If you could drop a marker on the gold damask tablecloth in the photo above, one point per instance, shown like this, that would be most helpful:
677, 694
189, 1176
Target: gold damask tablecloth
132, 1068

WHAT YOU HAVE TO DO: Can you output every line of the material above as a Markdown table with the columns Row and Text, numbering the rows and leaving out blank lines?

FINISHED EXERCISE:
| Row | Text |
|---|---|
| 1 | If you could drop a marker on the gold damask tablecloth in the photo above, one point per instance, shown like this, that would be most helpful: |
| 2 | 677, 694 |
| 3 | 189, 1176 |
| 4 | Target: gold damask tablecloth |
| 5 | 132, 1068 |